§ **Required action**
Please transcribe exactly the lines from the one containing "For the green lettuce" through the end of the records below, both included, and nothing else.

§ **Records from a data collection**
◆ ◆ ◆ ◆ ◆
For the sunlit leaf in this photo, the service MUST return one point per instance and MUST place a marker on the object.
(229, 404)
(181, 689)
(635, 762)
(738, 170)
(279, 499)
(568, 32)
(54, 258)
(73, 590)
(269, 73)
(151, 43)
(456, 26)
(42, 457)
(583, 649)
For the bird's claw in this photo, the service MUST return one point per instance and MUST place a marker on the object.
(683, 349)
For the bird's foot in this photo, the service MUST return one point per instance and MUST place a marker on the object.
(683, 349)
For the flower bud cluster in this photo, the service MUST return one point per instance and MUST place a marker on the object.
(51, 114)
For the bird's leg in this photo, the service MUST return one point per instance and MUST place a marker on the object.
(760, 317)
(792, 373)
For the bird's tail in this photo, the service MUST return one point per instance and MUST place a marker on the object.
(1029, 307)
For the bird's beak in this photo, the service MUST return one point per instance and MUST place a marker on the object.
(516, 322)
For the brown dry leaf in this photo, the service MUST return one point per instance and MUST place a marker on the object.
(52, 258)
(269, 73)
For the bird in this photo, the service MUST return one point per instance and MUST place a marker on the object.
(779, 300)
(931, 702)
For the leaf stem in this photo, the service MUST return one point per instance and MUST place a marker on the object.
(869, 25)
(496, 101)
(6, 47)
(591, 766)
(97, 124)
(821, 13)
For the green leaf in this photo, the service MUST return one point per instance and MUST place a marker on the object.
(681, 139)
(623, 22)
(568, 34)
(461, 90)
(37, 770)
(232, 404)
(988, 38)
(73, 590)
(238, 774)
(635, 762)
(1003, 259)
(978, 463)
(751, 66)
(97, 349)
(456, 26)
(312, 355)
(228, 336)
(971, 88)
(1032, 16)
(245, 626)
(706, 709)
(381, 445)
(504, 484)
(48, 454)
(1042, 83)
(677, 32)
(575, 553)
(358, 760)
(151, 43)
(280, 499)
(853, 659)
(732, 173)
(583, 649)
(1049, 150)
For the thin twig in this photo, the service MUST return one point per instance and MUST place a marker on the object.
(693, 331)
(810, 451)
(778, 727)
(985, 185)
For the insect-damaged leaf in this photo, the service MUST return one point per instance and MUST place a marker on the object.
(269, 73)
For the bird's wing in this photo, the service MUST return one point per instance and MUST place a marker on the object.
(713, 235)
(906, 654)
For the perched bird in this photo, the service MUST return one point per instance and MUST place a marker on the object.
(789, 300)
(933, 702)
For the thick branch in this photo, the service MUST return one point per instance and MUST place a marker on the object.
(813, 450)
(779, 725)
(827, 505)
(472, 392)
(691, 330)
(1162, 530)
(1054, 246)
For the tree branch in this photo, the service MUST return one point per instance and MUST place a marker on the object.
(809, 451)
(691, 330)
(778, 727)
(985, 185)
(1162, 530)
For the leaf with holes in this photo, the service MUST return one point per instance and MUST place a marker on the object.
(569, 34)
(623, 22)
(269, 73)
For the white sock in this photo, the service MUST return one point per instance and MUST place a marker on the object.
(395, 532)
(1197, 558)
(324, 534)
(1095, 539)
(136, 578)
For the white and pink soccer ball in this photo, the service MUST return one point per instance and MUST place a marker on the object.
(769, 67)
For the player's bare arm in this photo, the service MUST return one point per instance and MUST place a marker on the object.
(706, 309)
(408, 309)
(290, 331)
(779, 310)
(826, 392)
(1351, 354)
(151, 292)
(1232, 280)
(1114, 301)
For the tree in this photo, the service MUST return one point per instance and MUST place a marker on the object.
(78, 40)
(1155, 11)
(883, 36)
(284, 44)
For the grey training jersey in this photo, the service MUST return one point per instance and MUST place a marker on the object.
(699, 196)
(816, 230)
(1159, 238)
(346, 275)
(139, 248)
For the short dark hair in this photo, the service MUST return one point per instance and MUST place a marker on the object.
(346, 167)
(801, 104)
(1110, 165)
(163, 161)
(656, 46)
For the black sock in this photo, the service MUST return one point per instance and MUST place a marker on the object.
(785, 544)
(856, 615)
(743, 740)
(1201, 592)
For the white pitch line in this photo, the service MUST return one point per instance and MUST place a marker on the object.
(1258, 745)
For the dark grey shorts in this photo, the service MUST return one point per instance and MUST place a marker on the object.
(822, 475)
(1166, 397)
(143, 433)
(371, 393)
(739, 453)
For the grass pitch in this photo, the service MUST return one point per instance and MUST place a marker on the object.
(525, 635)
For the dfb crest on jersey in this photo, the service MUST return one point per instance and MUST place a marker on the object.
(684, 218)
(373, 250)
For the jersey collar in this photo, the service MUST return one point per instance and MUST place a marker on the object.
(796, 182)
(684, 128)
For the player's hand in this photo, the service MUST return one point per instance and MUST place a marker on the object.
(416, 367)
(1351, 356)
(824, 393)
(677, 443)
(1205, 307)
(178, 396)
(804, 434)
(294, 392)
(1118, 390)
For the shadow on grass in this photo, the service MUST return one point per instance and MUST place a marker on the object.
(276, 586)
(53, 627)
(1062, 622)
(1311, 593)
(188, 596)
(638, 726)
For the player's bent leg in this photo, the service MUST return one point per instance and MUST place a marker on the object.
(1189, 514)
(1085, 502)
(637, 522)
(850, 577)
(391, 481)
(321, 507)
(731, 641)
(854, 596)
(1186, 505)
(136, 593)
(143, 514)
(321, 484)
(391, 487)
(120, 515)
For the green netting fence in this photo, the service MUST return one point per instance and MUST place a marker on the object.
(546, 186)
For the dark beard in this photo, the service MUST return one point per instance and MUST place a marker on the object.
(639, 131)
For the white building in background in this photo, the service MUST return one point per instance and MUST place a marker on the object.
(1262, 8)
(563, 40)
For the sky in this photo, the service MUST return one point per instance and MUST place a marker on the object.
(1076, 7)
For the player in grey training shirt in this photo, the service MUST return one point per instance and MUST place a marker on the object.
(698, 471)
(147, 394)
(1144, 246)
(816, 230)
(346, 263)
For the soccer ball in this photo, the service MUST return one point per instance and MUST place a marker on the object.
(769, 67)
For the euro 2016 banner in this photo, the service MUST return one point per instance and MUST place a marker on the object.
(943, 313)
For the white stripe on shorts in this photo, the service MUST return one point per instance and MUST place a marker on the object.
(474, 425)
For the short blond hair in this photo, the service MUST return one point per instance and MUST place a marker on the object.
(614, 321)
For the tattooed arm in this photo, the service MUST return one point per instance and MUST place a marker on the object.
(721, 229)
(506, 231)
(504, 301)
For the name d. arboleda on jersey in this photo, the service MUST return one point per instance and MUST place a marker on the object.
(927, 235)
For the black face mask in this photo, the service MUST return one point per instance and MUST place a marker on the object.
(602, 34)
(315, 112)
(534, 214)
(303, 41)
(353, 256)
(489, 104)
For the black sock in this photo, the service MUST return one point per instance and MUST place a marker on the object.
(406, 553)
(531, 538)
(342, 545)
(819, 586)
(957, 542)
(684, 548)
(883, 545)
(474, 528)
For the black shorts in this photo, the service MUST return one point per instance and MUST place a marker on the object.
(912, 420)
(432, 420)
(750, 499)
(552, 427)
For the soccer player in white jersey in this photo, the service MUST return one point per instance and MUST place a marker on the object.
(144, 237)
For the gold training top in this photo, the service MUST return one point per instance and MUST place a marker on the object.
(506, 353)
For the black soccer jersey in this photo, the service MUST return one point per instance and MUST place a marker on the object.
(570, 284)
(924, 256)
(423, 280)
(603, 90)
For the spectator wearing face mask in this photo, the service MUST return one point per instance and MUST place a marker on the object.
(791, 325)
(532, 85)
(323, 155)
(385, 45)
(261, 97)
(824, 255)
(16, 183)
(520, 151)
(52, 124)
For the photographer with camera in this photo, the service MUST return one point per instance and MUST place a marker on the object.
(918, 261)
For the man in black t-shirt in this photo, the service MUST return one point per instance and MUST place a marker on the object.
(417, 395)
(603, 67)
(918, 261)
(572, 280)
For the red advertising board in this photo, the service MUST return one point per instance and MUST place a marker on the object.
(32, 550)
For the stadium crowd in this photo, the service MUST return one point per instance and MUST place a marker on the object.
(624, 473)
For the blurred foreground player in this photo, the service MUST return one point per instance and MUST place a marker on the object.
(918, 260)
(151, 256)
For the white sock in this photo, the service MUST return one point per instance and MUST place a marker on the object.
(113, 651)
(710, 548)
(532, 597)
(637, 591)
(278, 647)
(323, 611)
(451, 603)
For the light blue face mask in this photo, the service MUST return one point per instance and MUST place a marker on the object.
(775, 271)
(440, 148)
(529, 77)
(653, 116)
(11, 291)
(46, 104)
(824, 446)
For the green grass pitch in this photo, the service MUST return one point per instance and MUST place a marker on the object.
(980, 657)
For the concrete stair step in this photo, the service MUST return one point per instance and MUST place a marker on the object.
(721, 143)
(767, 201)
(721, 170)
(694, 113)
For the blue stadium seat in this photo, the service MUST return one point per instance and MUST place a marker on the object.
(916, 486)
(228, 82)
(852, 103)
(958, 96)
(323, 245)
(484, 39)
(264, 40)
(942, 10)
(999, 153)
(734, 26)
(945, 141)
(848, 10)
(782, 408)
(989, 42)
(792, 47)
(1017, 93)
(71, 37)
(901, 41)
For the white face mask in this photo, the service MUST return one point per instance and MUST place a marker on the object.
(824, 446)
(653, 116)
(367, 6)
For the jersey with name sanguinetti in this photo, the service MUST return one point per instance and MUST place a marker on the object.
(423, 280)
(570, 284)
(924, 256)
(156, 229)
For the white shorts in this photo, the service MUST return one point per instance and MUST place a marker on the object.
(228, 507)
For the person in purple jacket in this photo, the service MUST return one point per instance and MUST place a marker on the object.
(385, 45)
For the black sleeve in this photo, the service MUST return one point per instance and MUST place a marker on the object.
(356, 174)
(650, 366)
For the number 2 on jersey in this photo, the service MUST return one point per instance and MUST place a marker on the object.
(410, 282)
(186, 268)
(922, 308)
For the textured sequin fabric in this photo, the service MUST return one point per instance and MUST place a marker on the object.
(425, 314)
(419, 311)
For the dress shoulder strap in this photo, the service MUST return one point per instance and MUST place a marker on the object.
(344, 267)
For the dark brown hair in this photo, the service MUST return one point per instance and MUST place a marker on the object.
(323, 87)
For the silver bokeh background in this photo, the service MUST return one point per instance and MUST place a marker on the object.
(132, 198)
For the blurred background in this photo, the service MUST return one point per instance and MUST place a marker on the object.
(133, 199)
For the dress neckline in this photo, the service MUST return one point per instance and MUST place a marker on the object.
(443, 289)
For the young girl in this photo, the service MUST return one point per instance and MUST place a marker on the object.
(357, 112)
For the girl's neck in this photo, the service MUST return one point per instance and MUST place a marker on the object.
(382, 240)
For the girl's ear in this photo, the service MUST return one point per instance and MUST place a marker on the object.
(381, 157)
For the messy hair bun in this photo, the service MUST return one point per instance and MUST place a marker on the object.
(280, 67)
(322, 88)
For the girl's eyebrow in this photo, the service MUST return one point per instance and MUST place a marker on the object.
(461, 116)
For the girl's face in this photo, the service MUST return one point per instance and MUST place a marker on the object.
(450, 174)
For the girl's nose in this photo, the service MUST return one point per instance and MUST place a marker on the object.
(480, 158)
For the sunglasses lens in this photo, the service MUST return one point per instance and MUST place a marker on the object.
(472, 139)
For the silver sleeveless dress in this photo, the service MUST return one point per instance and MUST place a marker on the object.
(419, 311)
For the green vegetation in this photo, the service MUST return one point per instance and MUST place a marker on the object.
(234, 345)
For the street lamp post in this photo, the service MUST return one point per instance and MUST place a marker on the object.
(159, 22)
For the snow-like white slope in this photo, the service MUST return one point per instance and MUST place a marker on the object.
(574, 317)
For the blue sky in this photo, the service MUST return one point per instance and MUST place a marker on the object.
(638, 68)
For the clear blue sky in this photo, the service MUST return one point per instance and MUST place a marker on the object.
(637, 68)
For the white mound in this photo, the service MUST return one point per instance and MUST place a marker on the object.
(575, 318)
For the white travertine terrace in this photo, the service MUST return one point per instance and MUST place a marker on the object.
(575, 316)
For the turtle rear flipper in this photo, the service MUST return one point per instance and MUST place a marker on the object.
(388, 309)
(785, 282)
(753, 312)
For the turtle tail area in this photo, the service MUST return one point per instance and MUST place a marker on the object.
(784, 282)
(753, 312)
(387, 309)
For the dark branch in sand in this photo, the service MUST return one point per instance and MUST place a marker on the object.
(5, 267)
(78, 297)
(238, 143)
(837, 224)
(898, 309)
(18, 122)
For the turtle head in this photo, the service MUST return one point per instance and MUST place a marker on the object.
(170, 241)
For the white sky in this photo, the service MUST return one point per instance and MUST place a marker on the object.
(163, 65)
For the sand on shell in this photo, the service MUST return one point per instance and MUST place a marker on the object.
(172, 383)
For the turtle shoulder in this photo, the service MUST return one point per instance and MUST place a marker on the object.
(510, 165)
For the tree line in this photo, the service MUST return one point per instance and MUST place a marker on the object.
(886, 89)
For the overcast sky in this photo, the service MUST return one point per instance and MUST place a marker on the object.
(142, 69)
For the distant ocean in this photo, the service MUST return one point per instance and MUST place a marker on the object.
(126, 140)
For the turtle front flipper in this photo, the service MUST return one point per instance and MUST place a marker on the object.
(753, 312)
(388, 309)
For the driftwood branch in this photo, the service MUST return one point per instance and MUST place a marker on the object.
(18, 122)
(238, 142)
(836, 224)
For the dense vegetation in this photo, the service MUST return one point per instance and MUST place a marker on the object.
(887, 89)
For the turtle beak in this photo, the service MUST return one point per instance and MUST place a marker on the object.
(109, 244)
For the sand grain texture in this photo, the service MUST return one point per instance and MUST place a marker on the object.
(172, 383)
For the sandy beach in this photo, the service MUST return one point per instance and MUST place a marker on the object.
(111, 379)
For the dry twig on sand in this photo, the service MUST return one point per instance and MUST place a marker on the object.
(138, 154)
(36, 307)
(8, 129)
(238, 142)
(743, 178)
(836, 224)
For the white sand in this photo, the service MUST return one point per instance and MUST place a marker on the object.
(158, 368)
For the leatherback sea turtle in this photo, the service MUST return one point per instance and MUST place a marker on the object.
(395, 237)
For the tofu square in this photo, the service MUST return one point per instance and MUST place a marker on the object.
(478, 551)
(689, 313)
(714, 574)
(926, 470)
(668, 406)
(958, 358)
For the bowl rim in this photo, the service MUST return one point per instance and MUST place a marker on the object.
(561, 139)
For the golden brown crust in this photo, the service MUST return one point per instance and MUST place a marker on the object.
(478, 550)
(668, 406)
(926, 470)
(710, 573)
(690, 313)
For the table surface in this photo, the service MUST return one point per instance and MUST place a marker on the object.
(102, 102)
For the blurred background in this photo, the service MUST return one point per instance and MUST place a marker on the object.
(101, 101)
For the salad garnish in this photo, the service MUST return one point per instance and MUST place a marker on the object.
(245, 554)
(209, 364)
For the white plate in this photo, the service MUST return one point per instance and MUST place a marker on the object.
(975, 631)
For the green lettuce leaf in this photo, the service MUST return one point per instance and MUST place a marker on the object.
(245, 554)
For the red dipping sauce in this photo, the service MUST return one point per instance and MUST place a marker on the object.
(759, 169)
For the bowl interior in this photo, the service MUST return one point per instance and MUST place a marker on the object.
◆ ◆ ◆ ◆ ◆
§ **Written solution**
For the green lettuce leaf in this photo, the service MUST return one point per instance and MUST place a marker on the object.
(245, 554)
For the red dipping sauce in this photo, the service MUST return one point per instance and MUST place a marker on the object.
(759, 169)
For the bowl interior in this photo, the service MUST return one point per instance and MUST place a marker on the object.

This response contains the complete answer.